#### Exercise tasks:
(a) Copy the passage from the Race Today article that begins at the words "What we lack - Race" and stops after the words "of young blacks?".
(b) According to the Race Today article, who was at the head of the black movement of the late '60s?
(c) For each statement, say whether it agrees with the Race Today article, and quote the words that decide it: (i) The organisations of the late '60s were financed by local government. (ii) Bernie Grant is leader of the Haringey Council. (iii) The first organised mass black movement in Britain came in the late '60s.

#### Text segment:
What we lack - Race Today

Race Today Collective on the reformist turn of black politics in the 1980s.

Submitted by wojtek on July 5, 2020

'WHAT WE LACK'
Race Today, December 1985

Amid the public din and clamour which followed the revolts in Handsworth, Brixton and Tottenham, the one voice which loudly and clearly stated what the vast majority of young blacks think and feel was Bernie Grant's. This is a very peculiar state of affairs, young blacks, who led and participated in the revolt are in the main under 25, are not members of the Labour Party and hardly vote for it. Yet Bernie, well intentioned we are sure, is close to 50 and leader of the Haringey Council in his capacity as a Labour councillor. This begs the central question: what has happened to the political leadership which ought to come from within the ranks of young blacks?

It is necessary to go back in time. In the late '60s, we witnessed the first organised mass, black movement in Britain. The major issue then, as it is now, was the excesses of the British police. Organisations were formed in almost every black community in this country, newsletters and newspapers were published, demonstrations were held, the roving bookshop was started; we engaged in political education classes, spoke on platforms organised by ourselves. formed and developed international contacts and held conferences, The list is long, These organisations were financed not by Moscow, Libya, local government, or central government but by ourselves. We produced a string of leaders. There was, at the head of the movement, a woman, Althea Jones Lecointe. Add to this Leila Hassan, Barbara Beese, Mala Dhondy, George Joseph, Darcus Howe and Farrukh Dhondy. They spoke not only on black community matters but on a whole range of national and international issues; political, social, economic and literary. In short, a political foundation and tradition was established in the black community upon which future generations could build.

We have retrogressed and we have to address ourselves to the reasons why if we are to emerge from this vacuous state. We contend that the continuing development of a radical and revolutionary culture is being undermined by the entry of educated young blacks into the Labour Party and a wholesale imbibing of what we refer to as 'welfarism'. The Labour Party has almost ruined an entire generation of black activists. The pursuit of the seat in the House of Commons or in local councils has replaced genuine, black, political activity. What do they do in the Labour Party we ask? Apart from knocking on doors, attempting to explain to voters Labour's halfbaked socialism, they spend all their energies in endless manoeuvring and manipulation which they dignify by the term 'political activity'.

Stored items:
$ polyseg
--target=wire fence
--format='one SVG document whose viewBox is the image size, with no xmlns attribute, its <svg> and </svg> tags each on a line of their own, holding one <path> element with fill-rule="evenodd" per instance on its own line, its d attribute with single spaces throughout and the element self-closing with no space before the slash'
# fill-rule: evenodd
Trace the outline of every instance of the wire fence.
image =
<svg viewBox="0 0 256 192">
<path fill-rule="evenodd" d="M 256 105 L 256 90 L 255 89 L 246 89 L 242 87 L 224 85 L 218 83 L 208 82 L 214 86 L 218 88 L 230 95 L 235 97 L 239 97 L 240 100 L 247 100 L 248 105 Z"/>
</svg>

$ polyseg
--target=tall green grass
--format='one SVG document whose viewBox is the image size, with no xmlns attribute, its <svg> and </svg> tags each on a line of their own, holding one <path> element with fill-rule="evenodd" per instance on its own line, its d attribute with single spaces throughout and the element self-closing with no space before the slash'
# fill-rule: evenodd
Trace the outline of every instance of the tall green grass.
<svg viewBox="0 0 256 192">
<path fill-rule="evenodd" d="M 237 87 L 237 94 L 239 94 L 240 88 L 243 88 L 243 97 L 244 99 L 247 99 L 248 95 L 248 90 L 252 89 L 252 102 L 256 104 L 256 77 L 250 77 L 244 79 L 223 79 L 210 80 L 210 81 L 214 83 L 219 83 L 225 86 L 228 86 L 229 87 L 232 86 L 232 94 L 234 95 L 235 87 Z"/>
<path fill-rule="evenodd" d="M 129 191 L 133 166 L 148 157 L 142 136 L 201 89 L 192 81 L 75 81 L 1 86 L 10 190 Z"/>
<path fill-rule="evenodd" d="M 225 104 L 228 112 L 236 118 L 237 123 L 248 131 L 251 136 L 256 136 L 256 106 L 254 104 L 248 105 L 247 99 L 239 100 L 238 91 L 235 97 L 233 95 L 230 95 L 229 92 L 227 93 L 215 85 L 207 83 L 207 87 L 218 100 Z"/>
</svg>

#### Responses for each task:
(a)
What we lack - Race Today

Race Today Collective on the reformist turn of black politics in the 1980s.

Submitted by wojtek on July 5, 2020

'WHAT WE LACK'
Race Today, December 1985

Amid the public din and clamour which followed the revolts in Handsworth, Brixton and Tottenham, the one voice which loudly and clearly stated what the vast majority of young blacks think and feel was Bernie Grant's. This is a very peculiar state of affairs, young blacks, who led and participated in the revolt are in the main under 25, are not members of the Labour Party and hardly vote for it. Yet Bernie, well intentioned we are sure, is close to 50 and leader of the Haringey Council in his capacity as a Labour councillor. This begs the central question: what has happened to the political leadership which ought to come from within the ranks of young blacks?

(b) Althea Jones Lecointe

(c)
(i) No: "These organisations were financed not by Moscow, Libya, local government, or central government but by ourselves."
(ii) Yes: "leader of the Haringey Council in his capacity as a Labour councillor"
(iii) Yes: "In the late '60s, we witnessed the first organised mass, black movement in Britain."